Travail à faire |
[A] D'après les commentaires de blog, combien d'années FD-Labaroline dit-elle y être restée ?
[B] Indiquez si chacune des affirmations suivantes concorde avec les commentaires de blog, en citant les mots décisifs : (i) *isadora* affirme que Miossec a repris une chanson de Joe Dassin. (ii) FD-Labaroline explique que « 900 km de tout » désignait l'éloignement de la vie culturelle. (iii) Anitta réclame la suite le plus vite possible.
[C] Poursuivez, s'il vous plaît, les commentaires de blog après leur dernière phrase.

Blogger Anitta said...

Ainsi donc tu es passée par là... (géographiquement, je veux dire). Si je te dis que mon petit doigt me disait "tiens, tiens..." depuis un petit bout de temps, tu me crois ? Bon, à "900 km de tout", dis donc, tu n'y vas pas avec le dos de la cuillère, toi ! J'en connais qui, à te lire, s'étoufferaient dans leur waterzoï ! Mais bon, là n'est pas l'essentiel, pour moi. Je me laisse happer par tes mots sans en perdre un seul... Allez, ne te sens pas oppressée pour autant : la suite c'est absolument quand tu veux. Bises !

31/8/06 07:32  
Blogger *isadora* said...

Je les vois, le ciel gris et la mer, en te lisant. Comme je sens l'atmosphère autout d'Elle.

(la chanson, Miossec l'a piquée à Joe Dassin, j'aime beaucoup ce qu'il en a fait, autant que l'originale. Je ne serais donc pas la seule fille à écouter Miossec, en se disant "je comprends" et sans déprimer pour autant ?)

31/8/06 09:29  
Blogger FD-Labaroline said...

Anitta : oui oui, j'y suis même restée 4 années et ce qui me manque c'est la mer, la couleur du ciel, les cris des mouettes, enlacer les statues de géantes de Ch. Gadenne et écouter le "fltflt" des éoliennes ! Mais on ne peut pas tout avoir, n'est-ce pas... Quand je disais "900 km de tout", c'était sous-entendu "de tout ce qui pourrait amortir la chute", bien sûr. Pas 900 km de la vie culturelle, gastronomique, économique... bien entendu !

Bloc de données |
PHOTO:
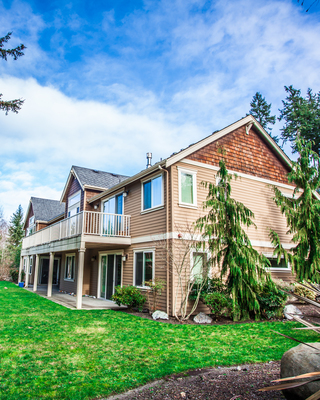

Réponses attendues |
[A] Quatre années.

[B]
(i) Oui : « Miossec l'a piquée à Joe Dassin ».
(ii) Non : « Pas 900 km de la vie culturelle, gastronomique, économique... bien entendu ! »
(iii) Non : « la suite c'est absolument quand tu veux ».

[C]
Isadora : merci pour l'info, je ne savais pas (pas fait attention surle livret du CD)qu'elle était de Dassin. Eh oui, Miossec est la bande son de ma vie ,depuis Boire jusqu'à l'Etreinte... Il est le premier à avoir collé les bons mots à beaucoup de mes états. Un jour, peut être que je lui dirai !

31/8/06 17:11  
Blogger tirui said...

c'est vrai que tes notes c'est des pavés, mais pas indigestes du tout, tu as bcp à raconter et il n'y a pas un mot en trop.
c'est si bien décrit, surtout, ce moment de basculement, le "Ses antennes n'auraient pas du fonctionner, ni attrapper un sourire au passage ni même décrypter un regard... "

31/8/06 22:48  
Blogger FD-Labaroline said...

Merci Tirui. j'essaie pourtant d'être concise et de faire court mais j'ai du mal ! Merci d'avoir la patience de lire ;-)

1/9/06 17:02  
Blogger LiliLajeunebergere said...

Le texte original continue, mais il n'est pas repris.